=== SOURCE EXCERPT ===
WHOA is a powerful tool to quickly improve the prospects of companies in financial trouble.

When considering a WHOA proceeding, professional advice is essential. Our experienced advisors understand the complexity of this process and strive to work with you to identify obstacles and provide effective solutions. WHOA can be an effective tool to help struggling companies improve their perspective.

Our approach is practical and focused on restoring the continuity of your business, working closely with legal experts. Rely on our advice to make informed decisions. With comprehensive services and in-depth knowledge in areas such as Corporate Finance, Strategy, Restructuring, and Interim & Governance, we are ready to support you. Contact us today for professional and reliable advice.

 

Professional advice

While we cannot cover all the legal and procedural details, there are some crucial elements we highlight.

With WHOA, there are essential aspects and phases to consider.

 

At the request of the company or restructuring expert, the court may declare a cooling-off period for a period of up to 4 months (extendable for another maximum of 4 months). During this time, creditors may not take any action against the company, such as enforcing collateral or filing for bankruptcy, in order to avoid frustrating the intended restructuring and affecting the company's value.

=== OBJECTIVE 1 ===
Condense the paragraph in the WHOA excerpt that opens with "Our approach is practical" and keep its main facts.
=== OBJECTIVE 2 ===
Reproduce the part of the WHOA excerpt that begins at the words "At the request" and stops after "the company's value.", substituting "lenders" for "creditors".

=== Point annotation dataset lines ===
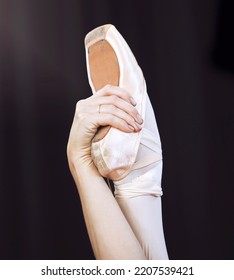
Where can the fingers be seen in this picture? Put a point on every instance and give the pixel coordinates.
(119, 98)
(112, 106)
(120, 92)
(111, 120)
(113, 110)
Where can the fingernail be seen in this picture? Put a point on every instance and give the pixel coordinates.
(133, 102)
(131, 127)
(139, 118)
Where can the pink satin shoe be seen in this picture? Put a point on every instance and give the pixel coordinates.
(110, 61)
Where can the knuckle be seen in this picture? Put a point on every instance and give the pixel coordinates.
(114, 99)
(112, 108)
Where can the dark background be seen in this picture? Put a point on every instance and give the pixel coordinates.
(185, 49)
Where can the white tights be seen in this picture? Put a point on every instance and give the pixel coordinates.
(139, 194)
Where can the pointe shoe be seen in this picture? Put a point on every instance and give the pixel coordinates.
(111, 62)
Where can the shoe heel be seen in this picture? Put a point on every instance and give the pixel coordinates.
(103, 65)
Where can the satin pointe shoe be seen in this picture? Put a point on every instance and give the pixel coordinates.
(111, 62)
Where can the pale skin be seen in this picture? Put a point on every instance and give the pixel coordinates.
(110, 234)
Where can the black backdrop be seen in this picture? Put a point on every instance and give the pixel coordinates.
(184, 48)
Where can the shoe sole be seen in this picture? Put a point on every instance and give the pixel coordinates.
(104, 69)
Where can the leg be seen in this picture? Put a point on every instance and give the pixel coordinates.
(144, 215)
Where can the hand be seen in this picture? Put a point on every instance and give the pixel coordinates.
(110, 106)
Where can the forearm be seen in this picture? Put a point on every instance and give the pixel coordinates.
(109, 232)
---
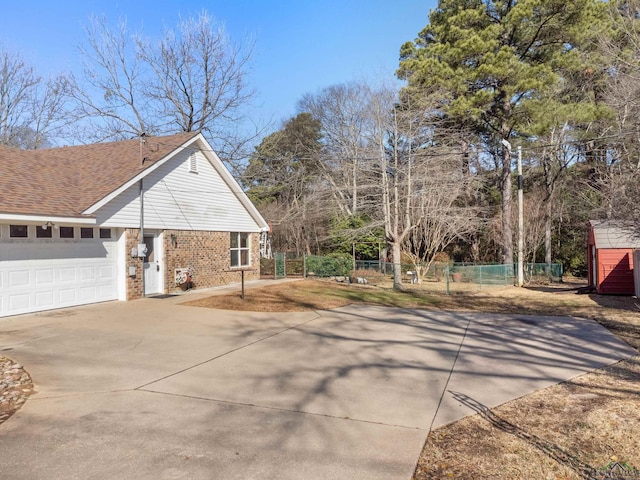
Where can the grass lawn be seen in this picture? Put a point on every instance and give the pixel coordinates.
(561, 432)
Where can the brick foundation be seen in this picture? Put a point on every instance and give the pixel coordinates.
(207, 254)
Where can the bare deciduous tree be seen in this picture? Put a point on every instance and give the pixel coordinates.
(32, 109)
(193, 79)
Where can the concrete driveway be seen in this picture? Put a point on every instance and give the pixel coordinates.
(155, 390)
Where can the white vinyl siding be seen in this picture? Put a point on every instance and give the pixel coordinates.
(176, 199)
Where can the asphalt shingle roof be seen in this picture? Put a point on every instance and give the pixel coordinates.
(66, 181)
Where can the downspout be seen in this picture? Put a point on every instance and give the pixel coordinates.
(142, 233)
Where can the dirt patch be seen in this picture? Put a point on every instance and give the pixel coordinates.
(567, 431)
---
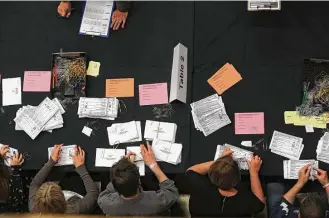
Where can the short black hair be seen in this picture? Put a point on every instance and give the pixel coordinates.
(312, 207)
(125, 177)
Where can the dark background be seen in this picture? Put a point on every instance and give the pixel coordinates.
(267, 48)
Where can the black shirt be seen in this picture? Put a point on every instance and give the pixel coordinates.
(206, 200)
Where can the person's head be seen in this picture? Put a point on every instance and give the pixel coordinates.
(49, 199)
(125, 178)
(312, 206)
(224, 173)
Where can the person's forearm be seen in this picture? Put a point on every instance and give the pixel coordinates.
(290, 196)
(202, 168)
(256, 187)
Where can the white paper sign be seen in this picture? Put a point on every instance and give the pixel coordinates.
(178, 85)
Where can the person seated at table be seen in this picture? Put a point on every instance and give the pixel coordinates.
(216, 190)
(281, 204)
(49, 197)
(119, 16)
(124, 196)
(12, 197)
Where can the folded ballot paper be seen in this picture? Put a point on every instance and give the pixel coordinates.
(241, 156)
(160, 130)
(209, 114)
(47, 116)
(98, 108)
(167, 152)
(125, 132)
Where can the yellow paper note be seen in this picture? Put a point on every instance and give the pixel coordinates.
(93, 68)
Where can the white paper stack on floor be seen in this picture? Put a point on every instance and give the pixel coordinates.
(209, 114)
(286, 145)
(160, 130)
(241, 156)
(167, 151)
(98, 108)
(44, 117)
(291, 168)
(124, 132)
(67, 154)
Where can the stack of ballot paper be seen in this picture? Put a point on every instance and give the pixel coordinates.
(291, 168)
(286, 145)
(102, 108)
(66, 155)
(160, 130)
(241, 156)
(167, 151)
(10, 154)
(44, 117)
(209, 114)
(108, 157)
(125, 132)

=== FULL ANSWER 1 ===
Working closely with legal experts, the firm takes a practical approach aimed at restoring business continuity and helping clients make informed decisions. It offers comprehensive services and in-depth knowledge in Corporate Finance, Strategy, Restructuring, and Interim & Governance, and it invites readers to get in touch for professional, reliable advice.

=== FULL ANSWER 2 ===
At the request of the company or restructuring expert, the court may declare a cooling-off period for a period of up to 4 months (extendable for another maximum of 4 months). During this time, lenders may not take any action against the company, such as enforcing collateral or filing for bankruptcy, in order to avoid frustrating the intended restructuring and affecting the company's value.